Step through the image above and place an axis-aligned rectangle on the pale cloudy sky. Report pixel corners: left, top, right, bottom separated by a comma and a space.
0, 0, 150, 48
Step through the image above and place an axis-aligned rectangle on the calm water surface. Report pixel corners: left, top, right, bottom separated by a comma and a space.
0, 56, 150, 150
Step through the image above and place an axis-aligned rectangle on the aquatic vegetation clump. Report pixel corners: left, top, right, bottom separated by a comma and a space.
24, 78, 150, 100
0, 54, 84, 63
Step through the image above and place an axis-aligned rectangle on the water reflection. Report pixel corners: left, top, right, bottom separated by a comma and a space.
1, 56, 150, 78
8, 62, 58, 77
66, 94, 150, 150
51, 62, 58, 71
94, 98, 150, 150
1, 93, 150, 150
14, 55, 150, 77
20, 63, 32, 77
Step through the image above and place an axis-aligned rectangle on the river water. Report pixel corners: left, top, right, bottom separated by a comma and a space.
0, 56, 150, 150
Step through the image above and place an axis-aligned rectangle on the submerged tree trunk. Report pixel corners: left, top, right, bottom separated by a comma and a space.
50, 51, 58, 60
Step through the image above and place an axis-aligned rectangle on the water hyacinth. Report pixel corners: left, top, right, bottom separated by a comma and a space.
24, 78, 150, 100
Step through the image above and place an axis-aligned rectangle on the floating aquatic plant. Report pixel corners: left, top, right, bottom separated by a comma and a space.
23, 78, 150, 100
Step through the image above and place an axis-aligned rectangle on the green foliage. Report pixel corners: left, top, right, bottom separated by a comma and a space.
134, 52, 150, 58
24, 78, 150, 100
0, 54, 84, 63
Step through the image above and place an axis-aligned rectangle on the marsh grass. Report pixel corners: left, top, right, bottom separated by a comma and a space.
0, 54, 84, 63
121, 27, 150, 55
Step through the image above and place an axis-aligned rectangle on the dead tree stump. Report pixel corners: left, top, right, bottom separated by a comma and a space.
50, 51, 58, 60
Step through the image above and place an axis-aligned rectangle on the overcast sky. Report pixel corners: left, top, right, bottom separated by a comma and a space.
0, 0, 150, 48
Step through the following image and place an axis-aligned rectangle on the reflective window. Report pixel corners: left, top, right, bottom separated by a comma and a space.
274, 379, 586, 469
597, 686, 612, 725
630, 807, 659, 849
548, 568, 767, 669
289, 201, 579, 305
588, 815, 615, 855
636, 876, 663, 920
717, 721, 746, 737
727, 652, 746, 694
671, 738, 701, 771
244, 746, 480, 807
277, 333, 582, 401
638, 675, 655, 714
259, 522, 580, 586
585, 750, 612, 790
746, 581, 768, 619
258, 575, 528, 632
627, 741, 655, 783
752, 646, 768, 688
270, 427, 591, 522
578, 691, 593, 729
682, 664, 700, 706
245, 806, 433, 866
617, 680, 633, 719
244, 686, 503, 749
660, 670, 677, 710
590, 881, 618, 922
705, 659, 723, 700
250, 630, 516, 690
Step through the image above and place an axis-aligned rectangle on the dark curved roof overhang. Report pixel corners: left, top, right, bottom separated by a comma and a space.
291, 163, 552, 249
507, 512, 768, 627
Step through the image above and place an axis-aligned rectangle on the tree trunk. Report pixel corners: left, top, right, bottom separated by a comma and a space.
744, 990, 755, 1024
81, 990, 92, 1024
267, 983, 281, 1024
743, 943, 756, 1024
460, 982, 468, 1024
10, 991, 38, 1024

> What is required:
Give the data again in full, exactly.

> Answer section:
Step through the image above and place an axis-aligned rectangle on the pale cloudy sky. Report pixel corners: left, top, right, bottom separated by a comma and a space.
0, 0, 150, 48
Step through the image above and place an axis-aligned rectangle on the calm water surface. Report pixel corners: left, top, right, bottom separated by a comma and a space.
0, 56, 150, 150
Step through the image above and place an axis-aligned rectangle on the aquatic vegetation clump. Report pixel corners: left, top, right, bottom separated by a comma and a space.
24, 78, 150, 100
0, 54, 84, 63
Step through the image above and place an axis-aligned rectangle on the water reflection. Report pixel corners: left, top, right, bottom separated by a comma and a space.
1, 56, 150, 78
8, 62, 58, 77
66, 94, 150, 150
51, 62, 58, 71
94, 98, 150, 150
1, 93, 150, 150
14, 55, 150, 77
20, 63, 32, 77
Step through the image above and place an axis-aligned rectangle on the river water. Report pixel corners: left, top, right, bottom separated by a comma and a space.
0, 56, 150, 150
Step through the image above and place an axis-aligned rectangle on the submerged tree trunk. Report pixel corners: left, top, right, bottom separated by a comma and a space.
50, 51, 58, 60
Step through the image above and place an axis-aligned rectangle on the water hyacinth. Report pixel corners: left, top, right, bottom separated by a comma and a space.
24, 78, 150, 100
Step through the image above and place an axis-aligned rectangle on the floating aquatic plant. Report pixel corners: left, top, right, bottom separated by a comma and a space.
23, 78, 150, 100
Step through the image above and place an axis-aligned rectangle on the green foliage. Report pixel corners: left, top, right, bottom separated by a comma and a space.
134, 52, 150, 58
24, 78, 150, 100
0, 54, 84, 63
Step through the image above and place an axis-aligned rectangle on the marsh grass. Report pixel corners: left, top, right, bottom separated by a comma and a space.
0, 54, 84, 63
121, 27, 150, 55
Step through the image above and place an axis-aligned rectangle on the dead tree stump. Report pixel corners: left, top, right, bottom separated by a comma and a space.
50, 51, 58, 60
Step through the image above and place an axis-aligned rectangle on the overcast sky. Report pixel corners: left, top, right, bottom separated by a comma and a space.
0, 0, 150, 48
Step through the following image and place an axis-aligned rectangle on the reflective window. Report pixel corners: left, top, right, bottom separated by a comma and a space.
274, 379, 586, 469
597, 686, 612, 725
630, 807, 659, 849
548, 568, 767, 669
289, 201, 579, 305
588, 815, 615, 855
636, 876, 663, 920
717, 721, 746, 737
727, 652, 746, 694
671, 738, 701, 771
244, 746, 480, 807
277, 333, 582, 401
638, 675, 655, 714
259, 522, 580, 586
585, 750, 612, 790
746, 581, 768, 619
258, 575, 528, 632
627, 741, 655, 783
752, 646, 768, 688
270, 427, 591, 522
578, 691, 593, 729
682, 664, 700, 706
245, 806, 433, 866
617, 680, 633, 719
244, 686, 503, 749
660, 670, 677, 710
590, 881, 618, 922
705, 659, 723, 700
250, 630, 516, 690
Step through the image above and place an axis-aligned rectangle on the dark curved roof overhang. Report pixel corners: left, top, right, bottom separated by a comma and a space.
291, 163, 552, 249
507, 512, 768, 627
Step through the image above and place an axis-aligned rectangle on the tree trunk. Report pixel corners: left, top, right, bottom separated by a comma and a space.
744, 990, 755, 1024
81, 990, 92, 1024
267, 983, 281, 1024
743, 943, 756, 1024
460, 982, 468, 1024
10, 991, 38, 1024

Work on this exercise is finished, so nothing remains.